To do ▸
Rewrite every line of the records below as a JSON list of strings, one string per line, with blank lines skipped and the pictures left out.

* START Dataset *

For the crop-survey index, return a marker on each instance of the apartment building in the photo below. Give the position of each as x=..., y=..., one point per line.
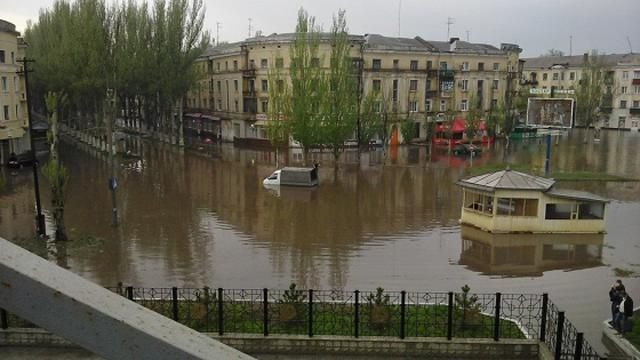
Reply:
x=417, y=79
x=13, y=105
x=621, y=103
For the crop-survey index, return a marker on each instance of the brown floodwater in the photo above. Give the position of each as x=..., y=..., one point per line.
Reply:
x=202, y=217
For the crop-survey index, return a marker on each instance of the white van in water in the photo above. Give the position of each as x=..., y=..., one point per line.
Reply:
x=293, y=176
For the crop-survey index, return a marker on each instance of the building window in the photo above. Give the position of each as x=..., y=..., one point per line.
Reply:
x=395, y=90
x=377, y=107
x=376, y=85
x=517, y=207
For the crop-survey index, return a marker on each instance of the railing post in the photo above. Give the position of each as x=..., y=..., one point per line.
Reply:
x=543, y=323
x=265, y=312
x=559, y=335
x=403, y=300
x=496, y=323
x=174, y=302
x=310, y=313
x=4, y=321
x=579, y=343
x=356, y=315
x=220, y=312
x=450, y=317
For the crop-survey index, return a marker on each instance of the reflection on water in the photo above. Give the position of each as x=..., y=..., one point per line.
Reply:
x=202, y=217
x=528, y=254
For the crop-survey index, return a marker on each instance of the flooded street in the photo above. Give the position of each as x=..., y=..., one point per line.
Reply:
x=202, y=217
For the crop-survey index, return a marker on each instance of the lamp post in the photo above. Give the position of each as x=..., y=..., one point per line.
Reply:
x=40, y=224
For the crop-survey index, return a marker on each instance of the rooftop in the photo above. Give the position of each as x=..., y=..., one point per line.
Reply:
x=546, y=62
x=507, y=180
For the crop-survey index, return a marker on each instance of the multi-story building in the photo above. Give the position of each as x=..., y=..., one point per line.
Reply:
x=420, y=80
x=13, y=108
x=621, y=104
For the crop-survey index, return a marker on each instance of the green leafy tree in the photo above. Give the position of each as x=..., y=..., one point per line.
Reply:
x=341, y=105
x=590, y=91
x=472, y=118
x=467, y=307
x=308, y=85
x=53, y=170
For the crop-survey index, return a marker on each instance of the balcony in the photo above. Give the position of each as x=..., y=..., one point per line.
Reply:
x=248, y=73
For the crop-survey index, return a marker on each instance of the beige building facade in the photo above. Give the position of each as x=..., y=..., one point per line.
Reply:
x=416, y=79
x=621, y=105
x=13, y=108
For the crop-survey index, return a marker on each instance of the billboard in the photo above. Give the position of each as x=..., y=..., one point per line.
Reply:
x=550, y=112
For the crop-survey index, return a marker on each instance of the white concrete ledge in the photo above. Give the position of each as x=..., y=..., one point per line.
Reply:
x=92, y=317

* END Dataset *

Answer to the problem ▸
[
  "For the crop-survey index, return a marker on each instance of the apartment building in the photo below. Give the position of each as x=..., y=..., one point per line.",
  "Reply:",
  "x=417, y=79",
  "x=13, y=105",
  "x=621, y=103",
  "For the crop-survey index, return a marker on each instance of the brown floodwater in the photo above. Give the position of each as x=..., y=..., one point per line.",
  "Reply:",
  "x=202, y=217",
  "For the crop-survey index, return a marker on each instance of the white van in water in the photo above. Give the position of each as x=..., y=..., one point per line.",
  "Reply:",
  "x=293, y=176",
  "For the crop-survey index, return a marker on each instance of the building window in the photo above. Give the position of each as x=..., y=..., one point per line.",
  "Reply:",
  "x=395, y=90",
  "x=377, y=107",
  "x=376, y=85",
  "x=517, y=207",
  "For the crop-survey index, return a marker on each instance of the railing post in the photo above. Give the position of each as x=..., y=..., one point per line.",
  "Reply:",
  "x=543, y=323",
  "x=265, y=312",
  "x=559, y=335",
  "x=403, y=300",
  "x=496, y=323",
  "x=174, y=302",
  "x=310, y=313",
  "x=4, y=321",
  "x=579, y=343",
  "x=356, y=315",
  "x=220, y=312",
  "x=450, y=317",
  "For the crop-survey index, return a marker on each instance of the reflection on water in the photo above. Give the position of each as x=..., y=..., one point per line.",
  "Reply:",
  "x=202, y=217",
  "x=528, y=254",
  "For the crop-survey index, return a marker on each instance of the flooded street in the photo above. Give the position of each as x=..., y=..., one point per line.",
  "Reply:",
  "x=202, y=217",
  "For the crop-survey index, return a marker on each instance of the lamp post in the photo above. Give the position of each as x=..., y=..., one point per line.",
  "Reply:",
  "x=40, y=224",
  "For the crop-survey index, return a marker on each instance of the rooftop in the photo above. Give the position of each as x=..., y=..., one point per line.",
  "Reply:",
  "x=546, y=62",
  "x=507, y=180",
  "For the crop-survey index, return a marker on each instance of the multi-story building in the photo above. Give the position of each as x=..., y=..., one point per line.",
  "Reply:",
  "x=420, y=80",
  "x=13, y=108",
  "x=621, y=104",
  "For the crop-survey index, return a marker on each instance of the green leafy tree in the photo above. Give the position of each as x=..., y=..., one point per line.",
  "Reply:",
  "x=341, y=105",
  "x=590, y=91",
  "x=472, y=118",
  "x=467, y=307",
  "x=308, y=85",
  "x=53, y=170",
  "For the crop-survey index, return a marker on each instance of the balcony in the photo above. Give the position of each as x=..., y=..., one point per line.",
  "Reply:",
  "x=248, y=73",
  "For the crop-survey index, return a marker on each instance of the beige building facade in the photo above. Give the position of each as x=..., y=..., one point per line.",
  "Reply:",
  "x=416, y=79",
  "x=621, y=105",
  "x=13, y=108",
  "For the crop-survey index, return a marker on each instance of the billboard in the photo above. Give the position of each as x=..., y=..., one point per line.",
  "Reply:",
  "x=550, y=112",
  "For the crop-survey index, return a marker on each instance of the white concrete ledge in the photo above. Give the position of each as x=..., y=..., one point per line.",
  "Reply:",
  "x=92, y=317"
]